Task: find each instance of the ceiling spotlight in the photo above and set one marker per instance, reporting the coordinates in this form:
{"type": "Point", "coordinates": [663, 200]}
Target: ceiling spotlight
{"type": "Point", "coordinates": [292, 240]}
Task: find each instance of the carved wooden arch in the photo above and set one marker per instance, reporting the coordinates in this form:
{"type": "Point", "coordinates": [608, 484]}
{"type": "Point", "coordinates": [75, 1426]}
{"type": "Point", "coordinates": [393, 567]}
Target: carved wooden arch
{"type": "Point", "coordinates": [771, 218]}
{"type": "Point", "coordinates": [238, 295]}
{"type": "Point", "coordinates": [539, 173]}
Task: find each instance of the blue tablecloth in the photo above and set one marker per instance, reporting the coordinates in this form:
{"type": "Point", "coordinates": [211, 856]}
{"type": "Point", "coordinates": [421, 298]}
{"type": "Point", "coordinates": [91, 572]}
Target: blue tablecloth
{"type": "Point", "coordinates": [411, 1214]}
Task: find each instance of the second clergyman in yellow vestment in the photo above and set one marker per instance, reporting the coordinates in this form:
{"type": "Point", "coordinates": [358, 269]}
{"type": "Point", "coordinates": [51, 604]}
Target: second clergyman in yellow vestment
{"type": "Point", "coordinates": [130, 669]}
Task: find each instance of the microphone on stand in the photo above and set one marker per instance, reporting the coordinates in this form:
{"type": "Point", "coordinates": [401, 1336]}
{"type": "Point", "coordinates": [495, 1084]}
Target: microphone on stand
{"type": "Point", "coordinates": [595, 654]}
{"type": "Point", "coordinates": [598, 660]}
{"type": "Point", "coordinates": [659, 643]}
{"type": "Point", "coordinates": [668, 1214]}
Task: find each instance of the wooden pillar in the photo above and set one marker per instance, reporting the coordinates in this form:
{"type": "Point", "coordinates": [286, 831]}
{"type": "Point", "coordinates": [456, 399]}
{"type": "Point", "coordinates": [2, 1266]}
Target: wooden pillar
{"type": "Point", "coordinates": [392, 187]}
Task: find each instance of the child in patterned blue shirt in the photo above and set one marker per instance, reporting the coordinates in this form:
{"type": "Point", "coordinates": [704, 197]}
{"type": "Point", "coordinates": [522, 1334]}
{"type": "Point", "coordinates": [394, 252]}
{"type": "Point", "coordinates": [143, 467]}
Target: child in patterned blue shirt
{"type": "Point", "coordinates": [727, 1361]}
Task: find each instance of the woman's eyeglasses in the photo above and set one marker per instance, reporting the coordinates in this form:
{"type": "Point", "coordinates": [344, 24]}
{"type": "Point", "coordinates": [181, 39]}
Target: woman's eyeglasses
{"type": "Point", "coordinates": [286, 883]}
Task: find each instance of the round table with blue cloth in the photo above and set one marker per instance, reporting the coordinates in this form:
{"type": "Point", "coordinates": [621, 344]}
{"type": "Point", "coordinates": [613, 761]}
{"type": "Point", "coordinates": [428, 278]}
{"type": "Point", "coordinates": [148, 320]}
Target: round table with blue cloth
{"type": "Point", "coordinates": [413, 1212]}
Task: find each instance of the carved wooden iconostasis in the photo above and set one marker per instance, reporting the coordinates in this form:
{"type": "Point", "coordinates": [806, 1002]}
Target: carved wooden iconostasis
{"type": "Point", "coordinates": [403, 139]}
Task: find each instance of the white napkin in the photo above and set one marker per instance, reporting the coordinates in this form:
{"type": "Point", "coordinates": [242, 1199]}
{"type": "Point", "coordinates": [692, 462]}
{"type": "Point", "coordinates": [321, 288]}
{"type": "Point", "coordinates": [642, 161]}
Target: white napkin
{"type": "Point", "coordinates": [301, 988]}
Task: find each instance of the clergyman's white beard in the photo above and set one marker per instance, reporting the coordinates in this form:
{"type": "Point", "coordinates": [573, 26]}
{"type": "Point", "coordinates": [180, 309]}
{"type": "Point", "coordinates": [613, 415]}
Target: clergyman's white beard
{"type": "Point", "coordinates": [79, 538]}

- The problem -
Return all of the material exactly as written, from the first line through the last.

- Task response -
Task: find each instance of the ceiling spotlight in the photo above and set one marker per instance, reporting the coordinates in this form:
{"type": "Point", "coordinates": [663, 200]}
Target: ceiling spotlight
{"type": "Point", "coordinates": [292, 240]}
Task: find each instance of the carved wooden arch in the photo above and set one marker per instance, reporting the coordinates in this form:
{"type": "Point", "coordinates": [608, 484]}
{"type": "Point", "coordinates": [75, 1426]}
{"type": "Point", "coordinates": [393, 567]}
Target: carved wooden arch
{"type": "Point", "coordinates": [771, 218]}
{"type": "Point", "coordinates": [238, 295]}
{"type": "Point", "coordinates": [539, 173]}
Task: find each instance of the blue tablecloth in the photo above and set one marker per instance, reporting the coordinates in this form:
{"type": "Point", "coordinates": [211, 856]}
{"type": "Point", "coordinates": [421, 298]}
{"type": "Point", "coordinates": [91, 572]}
Target: blue tablecloth
{"type": "Point", "coordinates": [411, 1214]}
Task: find each instance of the second clergyman in yellow vestment in the photo above and set one marker per instance, reporting the coordinates in this form:
{"type": "Point", "coordinates": [358, 269]}
{"type": "Point", "coordinates": [51, 604]}
Target: second clergyman in yellow vestment
{"type": "Point", "coordinates": [130, 669]}
Task: find each instance of the microphone on stand in the photo above and set one marker per instance, reporting the coordinates in this form:
{"type": "Point", "coordinates": [401, 1336]}
{"type": "Point", "coordinates": [495, 1084]}
Target: microphone on stand
{"type": "Point", "coordinates": [595, 654]}
{"type": "Point", "coordinates": [598, 660]}
{"type": "Point", "coordinates": [659, 643]}
{"type": "Point", "coordinates": [668, 1214]}
Task: find each instance of the wooden pillar in the photo above and set one marker per instance, reporting the coordinates in this form:
{"type": "Point", "coordinates": [286, 831]}
{"type": "Point", "coordinates": [456, 399]}
{"type": "Point", "coordinates": [2, 1266]}
Target: wooden pillar
{"type": "Point", "coordinates": [392, 187]}
Task: find each instance of the child in patterned blue shirt in the photo above and set one marker per instance, reporting the coordinates in this form:
{"type": "Point", "coordinates": [704, 197]}
{"type": "Point", "coordinates": [522, 1334]}
{"type": "Point", "coordinates": [394, 252]}
{"type": "Point", "coordinates": [143, 467]}
Target: child in patterned blue shirt
{"type": "Point", "coordinates": [727, 1361]}
Task: find each instance of the woman's eyeglasses in the photo above and set one marker per instance, reporting the coordinates in this form:
{"type": "Point", "coordinates": [344, 24]}
{"type": "Point", "coordinates": [181, 39]}
Target: woman's eyeglasses
{"type": "Point", "coordinates": [286, 883]}
Task: find each instance of the round table with blue cloth in the photo above and set one marker per instance, reporting the coordinates in this form:
{"type": "Point", "coordinates": [621, 344]}
{"type": "Point", "coordinates": [613, 761]}
{"type": "Point", "coordinates": [428, 278]}
{"type": "Point", "coordinates": [148, 320]}
Target: round table with blue cloth
{"type": "Point", "coordinates": [413, 1212]}
Task: find each instance of the carved wooden iconostasis in the photo above and set one marker per instance, reporting the coordinates in this form:
{"type": "Point", "coordinates": [806, 1002]}
Target: carved wooden iconostasis
{"type": "Point", "coordinates": [403, 139]}
Task: find each instance of the white napkin in the photo above and set one marker per instance, reporting the coordinates in this form:
{"type": "Point", "coordinates": [242, 1199]}
{"type": "Point", "coordinates": [692, 462]}
{"type": "Point", "coordinates": [321, 288]}
{"type": "Point", "coordinates": [642, 161]}
Target: white napkin
{"type": "Point", "coordinates": [301, 988]}
Task: find each instance of the clergyman's white beard in the photo above and set one marker per instance, reporting the coordinates in this form:
{"type": "Point", "coordinates": [573, 26]}
{"type": "Point", "coordinates": [180, 309]}
{"type": "Point", "coordinates": [613, 415]}
Target: clergyman's white beard
{"type": "Point", "coordinates": [79, 538]}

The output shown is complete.